EXCERPT TO READ =
The Laminas Project has close to 200 repositories between the main project, Laminas API Tools, and Mezzio.
It’s a lot to maintain, and keeping on top of incoming patches can be a gargantuan task, much less creating releases.

That’s why this past year, we’ve spent a bunch of time on streamlining our processes; we want to be able to review, merge, and release changes quickly and confidently.
To that end, we have developed a number of GitHub Actions to make these processes as easy as possible for our maintainers.

Automated Releases

The first was a brainchild of Marco Pivetta (aka Ocramius).
He wanted a way to make releases as simple as possible.

Before this, we had a rather convoluted process:

  • If a pull request was against our “master” branch:
    • Merge to “master”
    • Merge to “develop” (which generally resulted in merge conflicts, due to differences in the CHANGELOG.md file between branches)
    • Create a branch off of “master” to set the release version
    • Bump the release version in the CHANGELOG.md
    • Merge the release branch into “master”
    • Merge the release branch into “develop” (again, merge conflicts)

DATA =
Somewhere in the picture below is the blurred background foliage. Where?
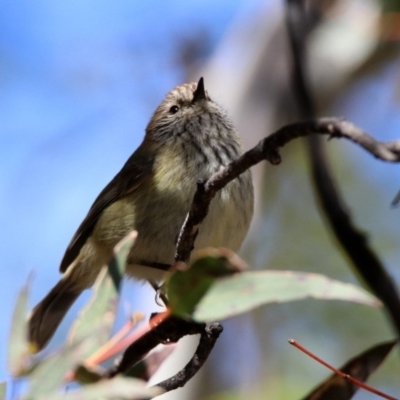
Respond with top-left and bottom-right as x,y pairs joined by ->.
0,0 -> 400,400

TASK GOAL = Carry on the piece about the Laminas release process from the point where it ends. Nothing in the lines is required.

FINAL RESULT =
    • Tag the release, copying the relevant CHANGELOG.md entry into the tag description
    • Push the release
    • Create a release on GitHub from the tag, and, again, copy the CHANGELOG.md entry into the description
  • If a pull request was against our “develop” branch:
    • Merge to “develop”
    • Merge “develop” to “master”
    • Create a branch off of “master” to set the release version
    • Bump the release version in the CHANGELOG.md
    • Merge the release branch into “master”
    • Merge the release branch into “develop”
    • Bump the release version in the CHANGELOG.md file in the “develop” branch to the next minor version
    • Tag the release from “master”, copying the relevant CHANGELOG.md entry into the tag description
    • Push the release
    • Create a release on GitHub from the tag, and, again, copy the CHANGELOG.md entry into the description

A lot of the work around tagging and creating the GitHub release are handled by my keep-a-changelog tooling, but it was still work, and there was a lot of boilerplate and busywork involved.

Marco’s big idea: what if we assigned issues and pull requests to GitHub milestones, and, when the milestone was closed, the release was created automatically?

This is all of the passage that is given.